* 提取文本:
=======

图3 载体羧基与EDC 摩尔比对载体配基修饰量及枯草芽孢杆菌中性蛋白酶固定化效果的影响Fig.3 Effects of activation proportion on ligands modify quantity of the carrier and the activity of immobilizated neutral protease

2.2.4 葡萄糖酸冼必泰修饰载体的傅立叶红外图谱 采用傅立叶红外波谱仪对葡萄糖酸冼必泰修饰的亲和载体与空白树脂的结构进行了表征，结果如图4 所示。

图4 亲和载体和空白载体的红外图谱Fig.4 Infrared spectrogram of affinity resin carrier and resin carrier

由图4 可见，在空白载体红外图谱中的1 711 cm-1处出现了羧酸C=O 的伸缩振动峰，当载体修饰上葡萄糖酸冼必泰后，其峰消失，说明载体中的羧基与葡萄糖酸冼必泰之间发生了酰胺化交联反应。此外，在亲和载体红外图谱中的1 633 cm-1处出现了酰胺II 带的N-H 变形振动峰，3 292 cm-1处出现了仲胺反对称伸缩振动峰，同时在亲和载体红外图谱中的2 941 cm-1处出现了较强的-CH2振动峰，说明亲和树脂上引入了氨基和甲基，即葡萄糖酸冼必泰已修饰在载体上。

2.3 枯草芽孢杆菌中性蛋白酶在亲和载体上的固定

2.3.1 加酶量对枯草芽孢杆菌中性蛋白酶固定化效果的影响 在EDC 添加量为137 mg，NHS 添加量为49.3 mg 的条件下，考察不同加酶量（75、150、300、600、900、1 200、1 500 U）对固定化酶活力的影响。结果如图5 所示。可知，随着枯草芽孢杆菌中性蛋白酶添加量的增加，固定化酶的活力呈先增加后略微减小的趋势，这是由于当载体的载酶量达到一定程度后，再增加给酶量反而会增加固定化酶分子之间的拥挤程度，使之与底物结合时的空间位阻增大，造成固定化酶活力的降低。当枯草芽孢杆菌中性蛋白酶的添加量为600 U 时，固定化酶酶活力最大，达到380 U/g 数脂，因此选择600 U 作为最适的酶添加量。

图5 酶添加量对固定化效果的影响Fig.5 Effects of enzyme concentration on the activity of immobilizated neutral protease

2.3.2 EDC 添加量对枯草芽孢杆菌中性蛋白酶固定化效果的影响 在加酶量为600 U（15 mL 400 μg/mL ），NHS 添加量为49.3 mg 的条件下，考察不同EDC 添加量（3.4，6.8，13.7，27.4，54.8，137 mg）对固定化酶活力的影响。结果如图6 所示。

=======

* 数据摘录:
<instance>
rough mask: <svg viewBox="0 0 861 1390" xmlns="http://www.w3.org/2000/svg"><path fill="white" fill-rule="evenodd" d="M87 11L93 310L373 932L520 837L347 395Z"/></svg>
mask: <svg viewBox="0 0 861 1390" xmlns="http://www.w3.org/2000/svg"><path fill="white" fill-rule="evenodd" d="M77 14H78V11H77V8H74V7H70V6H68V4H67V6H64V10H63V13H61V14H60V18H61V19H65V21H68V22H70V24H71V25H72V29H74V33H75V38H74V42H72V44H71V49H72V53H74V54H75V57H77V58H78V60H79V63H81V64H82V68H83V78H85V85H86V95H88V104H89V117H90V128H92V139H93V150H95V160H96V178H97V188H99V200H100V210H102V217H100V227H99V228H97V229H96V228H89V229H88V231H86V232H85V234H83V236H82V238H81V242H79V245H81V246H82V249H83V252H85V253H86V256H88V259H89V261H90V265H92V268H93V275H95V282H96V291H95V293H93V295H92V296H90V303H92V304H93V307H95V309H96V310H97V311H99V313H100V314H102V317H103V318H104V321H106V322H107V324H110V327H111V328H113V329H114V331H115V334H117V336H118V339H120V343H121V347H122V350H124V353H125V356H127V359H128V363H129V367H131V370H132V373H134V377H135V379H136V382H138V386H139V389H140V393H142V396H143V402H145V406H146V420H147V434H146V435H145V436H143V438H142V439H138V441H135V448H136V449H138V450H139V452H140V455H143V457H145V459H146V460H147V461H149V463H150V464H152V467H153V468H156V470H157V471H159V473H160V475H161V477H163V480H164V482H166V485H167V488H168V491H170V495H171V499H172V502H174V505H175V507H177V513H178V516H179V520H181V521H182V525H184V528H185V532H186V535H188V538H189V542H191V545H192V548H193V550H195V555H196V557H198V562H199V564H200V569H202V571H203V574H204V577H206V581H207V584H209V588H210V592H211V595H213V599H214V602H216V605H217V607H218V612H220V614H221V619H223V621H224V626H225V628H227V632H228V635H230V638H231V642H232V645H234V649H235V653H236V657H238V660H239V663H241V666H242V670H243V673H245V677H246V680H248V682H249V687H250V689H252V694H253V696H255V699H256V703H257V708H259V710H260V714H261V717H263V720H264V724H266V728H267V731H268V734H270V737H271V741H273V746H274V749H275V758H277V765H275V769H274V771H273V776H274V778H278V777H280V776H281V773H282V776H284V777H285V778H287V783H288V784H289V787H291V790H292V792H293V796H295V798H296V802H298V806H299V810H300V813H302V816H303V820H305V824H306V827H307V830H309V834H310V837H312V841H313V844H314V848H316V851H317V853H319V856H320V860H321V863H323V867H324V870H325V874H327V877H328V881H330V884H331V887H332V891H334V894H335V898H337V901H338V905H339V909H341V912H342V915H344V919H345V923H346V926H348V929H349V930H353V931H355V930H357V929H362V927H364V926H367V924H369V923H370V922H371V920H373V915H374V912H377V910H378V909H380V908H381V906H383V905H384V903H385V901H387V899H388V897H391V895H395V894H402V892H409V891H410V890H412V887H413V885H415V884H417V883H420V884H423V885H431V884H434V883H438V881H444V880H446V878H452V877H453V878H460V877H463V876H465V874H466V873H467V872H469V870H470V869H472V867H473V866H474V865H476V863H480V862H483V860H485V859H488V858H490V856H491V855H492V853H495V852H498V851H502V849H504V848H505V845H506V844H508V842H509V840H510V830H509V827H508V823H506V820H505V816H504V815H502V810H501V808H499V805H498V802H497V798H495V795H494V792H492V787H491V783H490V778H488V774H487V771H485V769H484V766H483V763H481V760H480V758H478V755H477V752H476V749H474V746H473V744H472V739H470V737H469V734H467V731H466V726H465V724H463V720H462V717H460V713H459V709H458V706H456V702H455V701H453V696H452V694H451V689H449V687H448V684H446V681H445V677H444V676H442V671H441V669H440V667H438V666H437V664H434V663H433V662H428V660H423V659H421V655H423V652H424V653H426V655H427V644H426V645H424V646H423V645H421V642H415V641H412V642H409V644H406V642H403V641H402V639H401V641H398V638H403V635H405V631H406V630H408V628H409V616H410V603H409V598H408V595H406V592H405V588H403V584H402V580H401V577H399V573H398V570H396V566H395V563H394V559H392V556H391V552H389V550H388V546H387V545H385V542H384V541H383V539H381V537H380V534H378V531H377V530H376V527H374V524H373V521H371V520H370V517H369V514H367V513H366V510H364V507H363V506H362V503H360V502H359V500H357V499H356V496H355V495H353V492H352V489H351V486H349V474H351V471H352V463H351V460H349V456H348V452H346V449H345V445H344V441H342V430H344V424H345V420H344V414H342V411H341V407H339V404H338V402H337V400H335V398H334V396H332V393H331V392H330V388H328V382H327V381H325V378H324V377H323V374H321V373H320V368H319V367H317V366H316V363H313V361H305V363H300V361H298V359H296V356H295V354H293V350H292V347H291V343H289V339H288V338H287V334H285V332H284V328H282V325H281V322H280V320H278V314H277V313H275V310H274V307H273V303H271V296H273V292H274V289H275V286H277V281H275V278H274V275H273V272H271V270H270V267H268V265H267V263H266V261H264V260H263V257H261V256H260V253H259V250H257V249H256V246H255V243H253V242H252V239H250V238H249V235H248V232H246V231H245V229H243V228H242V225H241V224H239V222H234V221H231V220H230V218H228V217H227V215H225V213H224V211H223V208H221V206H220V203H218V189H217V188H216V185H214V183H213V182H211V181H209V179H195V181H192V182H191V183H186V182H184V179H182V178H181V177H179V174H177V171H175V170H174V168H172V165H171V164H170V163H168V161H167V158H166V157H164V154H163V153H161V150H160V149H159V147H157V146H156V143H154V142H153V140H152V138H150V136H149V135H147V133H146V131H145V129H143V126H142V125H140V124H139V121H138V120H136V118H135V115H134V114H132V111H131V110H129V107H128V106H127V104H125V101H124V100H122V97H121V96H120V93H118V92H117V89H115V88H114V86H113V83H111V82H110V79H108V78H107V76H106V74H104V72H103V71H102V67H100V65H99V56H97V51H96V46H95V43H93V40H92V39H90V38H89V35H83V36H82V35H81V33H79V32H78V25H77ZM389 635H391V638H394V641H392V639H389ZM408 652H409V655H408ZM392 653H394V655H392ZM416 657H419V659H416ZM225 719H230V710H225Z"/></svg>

=======

* 任务清单:
- a) 判断下列三种说法是否与蛋白酶固定化一文相符，每项答"是"或"否"，并原样引用文中起决定作用的字句：(i) 葡萄糖酸冼必泰修饰载体后，1 711 cm-1处的羧酸C=O伸缩振动峰仍然存在；(ii) 考察加酶量的影响时，EDC添加量为137 mg；(iii) 最终选定1 200 U为最适的酶添加量。
- b) 接着蛋白酶固定化一文的最后一句往下续写一段。

* 逐题答案:
- a)
(i) 否。"当载体修饰上葡萄糖酸冼必泰后，其峰消失"
(ii) 是。"在EDC 添加量为137 mg，NHS 添加量为49.3 mg 的条件下"
(iii) 否。"因此选择600 U 作为最适的酶添加量"

- b)
由图6 可知，随着EDC 添加量的增加，固定化酶酶活力呈先增加后略微减小的趋势。当EDC 添加量达到13.7 mg 时，固定化酶的活力达到最大，为398 U/g。这是由于当EDC 添加量达到一定程度后，再增加EDC 的量反而会抑制枯草芽孢杆菌中性蛋白酶的活力，导致固定化酶活力降低。因此选取EDC 添加量为13.7 mg 为最佳水平。

图6 E DC 添加量对固定化效果的影响Fig.6 Effects of EDC concentration on the activity of immobilizated neutral protease

2.4 枯草芽孢杆菌中心蛋白酶的傅立叶红外分析

通过傅立叶红外光谱仪测定固定化酶、游离酶及修饰配基的亲和树脂载体的傅立叶红外图谱，结果如图7 所示。

图7 固定化酶、游离酶和亲和载体的傅立叶红外图谱Fig.7 Infrared spectrogram of oriented immobilized neutral protease，free neutral protease and affinity carrier

由图7 可见，固定化酶、游离酶及亲和载体的红外图谱在3 290 cm-1处都有N-H 的伸缩振动吸收峰，说明三者都含有氨基。其中亲和载体N-H 伸缩振动峰最强，表明亲和载体上具有最多的氨基，但随着亲和载体的氨基与枯草芽孢杆菌中性蛋白酶的羧基之间酰胺化反应的进行，亲和载体上所含氨基减少。固定化酶及亲和载体的红外图谱在1 633 cm-1处有酰胺II 带（N-H 变形振动峰），且固定化酶在此处的振动频率更强，而游离酶红外图谱在此没有振动峰，说明酶分子与亲和载体之间发生酰胺化交联反应。固定化酶及亲和载体在红外图谱1 547 cm-1处都有仲酰胺II 带（N-H 的弯曲振动）峰，且振动频率不同，而游离酶无此振动峰，说明枯草芽孢杆菌中性蛋白酶与修饰小分子配基的亲和载体发生反应[19]。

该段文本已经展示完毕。